_Required work_: Edit the records below so that every occurrence of "visually impaired user" becomes "low-vision user". Leave all other text unchanged.

_Records shown_:
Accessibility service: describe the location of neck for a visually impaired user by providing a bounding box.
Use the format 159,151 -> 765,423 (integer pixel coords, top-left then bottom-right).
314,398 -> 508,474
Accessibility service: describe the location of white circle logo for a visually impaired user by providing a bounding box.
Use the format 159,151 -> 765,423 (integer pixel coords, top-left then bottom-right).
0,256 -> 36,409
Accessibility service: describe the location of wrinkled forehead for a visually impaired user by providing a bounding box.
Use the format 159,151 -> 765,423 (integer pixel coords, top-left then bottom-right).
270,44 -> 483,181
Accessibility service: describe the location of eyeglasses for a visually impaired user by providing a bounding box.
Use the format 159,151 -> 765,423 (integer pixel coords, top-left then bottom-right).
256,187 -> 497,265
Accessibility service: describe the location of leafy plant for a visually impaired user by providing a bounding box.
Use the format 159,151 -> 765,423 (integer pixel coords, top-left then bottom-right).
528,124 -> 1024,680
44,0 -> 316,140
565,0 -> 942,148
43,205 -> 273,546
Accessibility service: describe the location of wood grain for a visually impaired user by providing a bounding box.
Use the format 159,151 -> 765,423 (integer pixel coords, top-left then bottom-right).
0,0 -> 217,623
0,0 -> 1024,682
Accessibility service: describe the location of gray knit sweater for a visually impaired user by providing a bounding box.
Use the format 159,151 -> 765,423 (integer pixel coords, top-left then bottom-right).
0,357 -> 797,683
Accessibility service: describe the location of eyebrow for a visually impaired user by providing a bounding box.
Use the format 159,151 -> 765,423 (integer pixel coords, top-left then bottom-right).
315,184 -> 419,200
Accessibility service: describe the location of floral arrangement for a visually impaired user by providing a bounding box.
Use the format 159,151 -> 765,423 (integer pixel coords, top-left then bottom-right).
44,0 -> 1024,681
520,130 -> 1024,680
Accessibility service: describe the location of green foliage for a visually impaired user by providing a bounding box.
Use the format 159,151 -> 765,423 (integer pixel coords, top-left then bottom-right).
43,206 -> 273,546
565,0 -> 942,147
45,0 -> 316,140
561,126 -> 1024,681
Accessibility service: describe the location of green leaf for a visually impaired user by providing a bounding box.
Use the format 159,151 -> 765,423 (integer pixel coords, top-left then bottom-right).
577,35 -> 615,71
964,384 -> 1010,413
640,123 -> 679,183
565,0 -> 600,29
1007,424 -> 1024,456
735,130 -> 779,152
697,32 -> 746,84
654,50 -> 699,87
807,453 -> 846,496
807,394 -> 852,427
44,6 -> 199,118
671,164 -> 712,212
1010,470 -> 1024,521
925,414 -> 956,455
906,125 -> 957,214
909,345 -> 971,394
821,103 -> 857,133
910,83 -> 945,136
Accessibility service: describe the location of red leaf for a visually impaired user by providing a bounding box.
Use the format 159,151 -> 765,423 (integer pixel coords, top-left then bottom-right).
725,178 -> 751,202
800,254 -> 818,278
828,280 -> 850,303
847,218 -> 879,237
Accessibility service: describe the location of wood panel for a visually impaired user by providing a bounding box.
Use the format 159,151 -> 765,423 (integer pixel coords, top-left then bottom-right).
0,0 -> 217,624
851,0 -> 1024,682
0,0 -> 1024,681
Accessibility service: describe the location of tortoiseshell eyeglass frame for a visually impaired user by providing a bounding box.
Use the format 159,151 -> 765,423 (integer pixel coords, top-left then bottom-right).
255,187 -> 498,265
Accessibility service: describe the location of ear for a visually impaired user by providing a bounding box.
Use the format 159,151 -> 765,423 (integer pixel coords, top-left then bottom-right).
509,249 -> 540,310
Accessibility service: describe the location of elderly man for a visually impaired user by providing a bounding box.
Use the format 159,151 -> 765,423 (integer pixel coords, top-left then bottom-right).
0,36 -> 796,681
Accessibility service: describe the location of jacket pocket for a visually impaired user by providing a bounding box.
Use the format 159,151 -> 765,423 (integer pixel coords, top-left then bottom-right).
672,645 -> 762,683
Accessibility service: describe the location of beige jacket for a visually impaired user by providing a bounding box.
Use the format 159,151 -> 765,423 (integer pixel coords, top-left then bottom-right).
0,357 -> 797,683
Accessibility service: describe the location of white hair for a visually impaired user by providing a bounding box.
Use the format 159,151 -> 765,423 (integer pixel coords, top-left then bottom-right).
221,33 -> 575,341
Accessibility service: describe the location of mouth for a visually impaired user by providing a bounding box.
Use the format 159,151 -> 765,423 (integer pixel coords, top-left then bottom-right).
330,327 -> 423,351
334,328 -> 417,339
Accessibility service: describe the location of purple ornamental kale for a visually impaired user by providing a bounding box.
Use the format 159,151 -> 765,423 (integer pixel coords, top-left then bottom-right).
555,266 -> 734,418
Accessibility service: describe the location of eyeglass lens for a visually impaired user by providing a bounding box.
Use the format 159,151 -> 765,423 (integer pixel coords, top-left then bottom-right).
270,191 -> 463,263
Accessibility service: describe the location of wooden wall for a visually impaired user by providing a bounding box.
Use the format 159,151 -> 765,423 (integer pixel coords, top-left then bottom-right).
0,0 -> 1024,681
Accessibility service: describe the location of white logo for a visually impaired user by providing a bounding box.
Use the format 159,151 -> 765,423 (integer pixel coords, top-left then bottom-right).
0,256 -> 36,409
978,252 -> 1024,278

_Task answer_:
Accessibility service: describe the location of neck for a low-vision user by providing a bounding box.
Use the format 159,151 -> 765,423 (integer pixel coords, top-left then bottom-right).
314,398 -> 508,474
Accessibility service: describe the location of white circle logo for a low-vision user by providing a bounding box.
Use the format 159,151 -> 765,423 (integer pixel coords, top-left then bottom-right).
0,256 -> 36,409
Accessibility service: describe the location of wrinkled forehead for a low-vision user by providing a bounding box.
Use the format 159,151 -> 765,423 (integer pixel coords, top-left then bottom-right).
270,44 -> 483,181
Accessibility service: describe the location of eyeglasses for a low-vision user by providing a bounding box.
Use the format 159,151 -> 765,423 (integer pixel coords, top-left then bottom-right).
256,187 -> 497,265
Accessibility service: describe the location of leafy plant for a low-vision user by providing a bounding box.
Use the format 159,151 -> 765,423 (integer pixel coords, top-left then bottom-right).
528,124 -> 1024,680
44,0 -> 316,140
565,0 -> 942,148
43,205 -> 273,546
Accessibility service: describe the location of wood grain for a low-vision user by providing a bounding box.
Use the format 159,151 -> 765,423 (integer pixel coords, top-left then bottom-right).
0,0 -> 217,623
0,0 -> 1024,682
Accessibility service: describe the location of gray knit sweater for a low-vision user by providing a bounding box.
Use the format 159,151 -> 765,423 (integer pixel coords, top-left then bottom-right).
0,357 -> 797,683
Accessibility service: describe the location of eyebrow for a low-vision user by providing a bounding box.
Use the format 159,151 -> 765,423 (integer pixel coords, top-left then bottom-right).
315,184 -> 419,200
Accessibility service: describe the location of floral arrangement for a low-vision user by providing a bounding box.
Use the format 159,151 -> 765,423 (integer pixel coords, top-left then bottom-right).
44,0 -> 1024,681
520,130 -> 1024,680
Accessibility service: describe the location of green foliage for a low-vision user by providing a bounding box.
Use the format 159,151 -> 765,423 (integer pixel coords, top-left then bottom-right).
43,206 -> 273,546
565,0 -> 942,147
45,0 -> 316,140
561,126 -> 1024,681
Accessibility service: describe the location of green leaf for a low-vision user by providing a bounding box.
Use the format 159,151 -> 765,423 (integer pixel coords, top-left then bottom-right).
577,35 -> 615,71
964,384 -> 1010,413
640,123 -> 679,183
565,0 -> 600,29
1007,424 -> 1024,456
735,130 -> 779,152
697,32 -> 746,84
654,50 -> 699,87
807,453 -> 846,496
807,394 -> 852,427
44,6 -> 199,118
671,164 -> 712,212
1010,470 -> 1024,521
925,414 -> 956,455
906,125 -> 957,214
909,345 -> 971,394
821,103 -> 857,133
910,83 -> 945,136
Accessibility service: describe the location of red leaf for a low-vision user by providing a bounding box.
Use the format 159,151 -> 765,423 (integer pixel coords, top-left then bottom-right).
725,178 -> 751,202
800,254 -> 818,278
828,280 -> 850,303
847,218 -> 879,237
Accessibility service: describe the location of wood panel for a low-vision user by providing a bounding box.
Use the format 159,151 -> 765,423 (integer pixel coords, top-left then bottom-right).
0,0 -> 217,624
851,0 -> 1024,682
0,0 -> 1024,681
Accessibility service: describe the location of tortoiseshell eyeglass frame for a low-vision user by providing a bounding box.
Use the format 159,151 -> 765,423 (integer pixel coords, top-left then bottom-right).
255,187 -> 498,265
Accessibility service: describe the location of ear for a low-vision user by providing a bounding box.
Use the format 159,151 -> 765,423 (integer pixel coords, top-left then bottom-right).
509,249 -> 540,310
Accessibility service: describe the location of elderly man for a low-vision user by providing a bounding box.
Use the format 159,151 -> 765,423 (integer pixel coords, top-left then bottom-right).
0,36 -> 796,681
Accessibility service: describe the location of jacket pocket for a low-vision user by providing a bounding box.
Use the format 159,151 -> 765,423 (integer pixel coords, top-left then bottom-right).
672,645 -> 762,683
Accessibility service: describe the location of beige jacket for a low-vision user by providing a bounding box.
Use the format 159,151 -> 765,423 (integer pixel coords, top-left then bottom-right).
0,357 -> 797,683
Accessibility service: describe the location of white hair for a low-vision user by providing a bounding box.
Use the format 159,151 -> 765,423 (integer pixel coords, top-left then bottom-right).
221,33 -> 575,341
Accessibility service: describe the location of mouth for a low-vision user by providing a bounding box.
Use the format 159,151 -> 765,423 (integer pixel coords, top-left then bottom-right).
330,327 -> 423,351
334,328 -> 417,339
Accessibility service: describe the location of purple ornamental kale for a low-vision user by providing a bounding box.
Use the format 159,151 -> 765,423 (integer pixel coords, top-left then bottom-right).
555,266 -> 734,418
Accessibility service: describe the location of eyeglass lens for a low-vision user by providing a bounding box.
Use the format 159,151 -> 765,423 (integer pixel coords, top-left then bottom-right).
270,191 -> 463,263
Accessibility service: describe the location of wooden wall for a low-vision user by providing a bounding box.
Use the format 159,151 -> 765,423 (integer pixel coords, top-left then bottom-right).
0,0 -> 1024,681
Accessibility service: describe the location of white logo for a low-vision user by providing a bounding box.
Use the format 159,151 -> 765,423 (integer pixel coords, top-left then bottom-right).
0,256 -> 36,409
978,252 -> 1024,278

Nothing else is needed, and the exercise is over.